▶ **Problem description**
Transcribe every entry word for word. Skip the pictures.

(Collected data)

++++++++

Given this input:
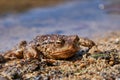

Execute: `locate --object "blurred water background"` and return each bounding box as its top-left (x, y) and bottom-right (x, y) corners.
top-left (0, 0), bottom-right (120, 51)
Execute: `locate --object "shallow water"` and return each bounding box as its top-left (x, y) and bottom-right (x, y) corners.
top-left (0, 0), bottom-right (120, 51)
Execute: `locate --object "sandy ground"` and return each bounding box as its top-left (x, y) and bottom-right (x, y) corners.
top-left (0, 31), bottom-right (120, 80)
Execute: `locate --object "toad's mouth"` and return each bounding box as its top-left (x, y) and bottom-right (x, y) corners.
top-left (48, 47), bottom-right (80, 59)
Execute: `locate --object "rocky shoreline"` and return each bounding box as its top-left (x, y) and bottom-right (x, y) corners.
top-left (0, 32), bottom-right (120, 80)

++++++++

▶ **Response**
Given this input:

Execute: `locate --object "blurred water background"` and return each bounding box as its top-left (x, y) and bottom-right (x, y) corners.
top-left (0, 0), bottom-right (120, 51)
Execute: `locate --object "shallow water"` and return each bounding box as its top-left (x, y) and bottom-right (x, y) corners.
top-left (0, 0), bottom-right (120, 51)
Execute: `locate --object "sandy ground"` and return each bounding box as its top-left (x, y) and bottom-right (x, y) corners.
top-left (0, 31), bottom-right (120, 80)
Execute: `locate --object "toad's mouth"` and return each bounding box as its top-left (x, y) and bottom-right (x, y) corners.
top-left (48, 47), bottom-right (80, 59)
Execute: `locate --object "rocky shoreline"` and return each bounding box as its top-left (x, y) and bottom-right (x, y) corners.
top-left (0, 32), bottom-right (120, 80)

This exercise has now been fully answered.